** Begin Input rows **

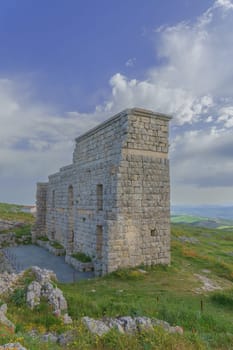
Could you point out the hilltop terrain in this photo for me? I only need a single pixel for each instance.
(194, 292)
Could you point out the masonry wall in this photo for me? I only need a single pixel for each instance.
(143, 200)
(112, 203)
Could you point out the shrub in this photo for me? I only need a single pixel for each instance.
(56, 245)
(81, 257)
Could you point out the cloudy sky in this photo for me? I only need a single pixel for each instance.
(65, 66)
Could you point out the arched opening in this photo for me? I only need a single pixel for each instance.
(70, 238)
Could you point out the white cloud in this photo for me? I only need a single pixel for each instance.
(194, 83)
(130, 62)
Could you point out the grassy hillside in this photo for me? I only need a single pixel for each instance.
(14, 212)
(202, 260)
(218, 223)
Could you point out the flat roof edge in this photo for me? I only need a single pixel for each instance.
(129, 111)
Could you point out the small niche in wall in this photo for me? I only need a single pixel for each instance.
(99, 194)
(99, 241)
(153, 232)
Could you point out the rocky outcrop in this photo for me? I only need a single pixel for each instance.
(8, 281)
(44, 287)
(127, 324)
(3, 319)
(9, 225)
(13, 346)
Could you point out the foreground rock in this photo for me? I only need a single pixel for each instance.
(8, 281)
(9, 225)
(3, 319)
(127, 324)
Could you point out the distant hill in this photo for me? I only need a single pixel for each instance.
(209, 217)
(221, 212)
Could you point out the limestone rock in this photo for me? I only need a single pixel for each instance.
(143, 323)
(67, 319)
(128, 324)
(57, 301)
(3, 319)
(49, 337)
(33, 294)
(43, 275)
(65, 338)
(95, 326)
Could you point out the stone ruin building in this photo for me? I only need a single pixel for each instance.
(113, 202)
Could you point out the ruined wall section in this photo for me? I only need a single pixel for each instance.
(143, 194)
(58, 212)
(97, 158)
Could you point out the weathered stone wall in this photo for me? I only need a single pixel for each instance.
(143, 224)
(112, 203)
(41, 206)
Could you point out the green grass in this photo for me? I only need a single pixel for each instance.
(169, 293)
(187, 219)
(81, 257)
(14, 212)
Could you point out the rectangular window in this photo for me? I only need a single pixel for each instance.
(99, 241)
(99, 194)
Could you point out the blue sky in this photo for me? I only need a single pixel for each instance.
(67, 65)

** End Input rows **
** Begin Input rows **

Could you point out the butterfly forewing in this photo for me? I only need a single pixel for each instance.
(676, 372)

** End Input rows **
** Begin Input rows **

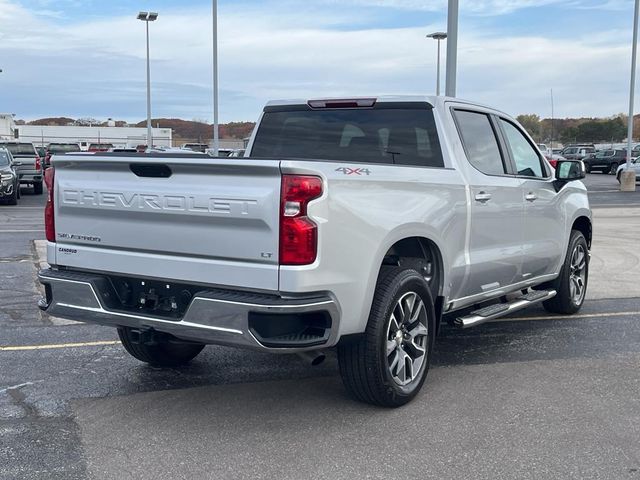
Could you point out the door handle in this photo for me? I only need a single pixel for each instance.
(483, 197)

** End Input rows **

Count how many lines of the records above contain the word "wall". Report only that number.

4